[Opening RECORDS SUPPLIED section]

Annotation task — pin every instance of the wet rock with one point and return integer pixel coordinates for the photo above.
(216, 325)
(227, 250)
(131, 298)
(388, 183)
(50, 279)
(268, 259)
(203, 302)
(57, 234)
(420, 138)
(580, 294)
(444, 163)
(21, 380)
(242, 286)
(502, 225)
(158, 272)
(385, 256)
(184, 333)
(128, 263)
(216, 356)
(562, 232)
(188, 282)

[Closing RECORDS SUPPLIED section]

WHAT YOU ARE ASKED TO DO → All of the material needs to be reproduced exactly as it reads.

EXERCISE RESULT →
Annotation task — pin every instance of the wet rock with one point and return integer pixel coordinates for the photo above.
(216, 325)
(227, 250)
(131, 298)
(388, 183)
(50, 279)
(268, 259)
(203, 302)
(57, 234)
(420, 138)
(580, 294)
(444, 163)
(21, 380)
(242, 286)
(502, 225)
(158, 272)
(385, 256)
(184, 333)
(128, 263)
(216, 356)
(562, 232)
(188, 282)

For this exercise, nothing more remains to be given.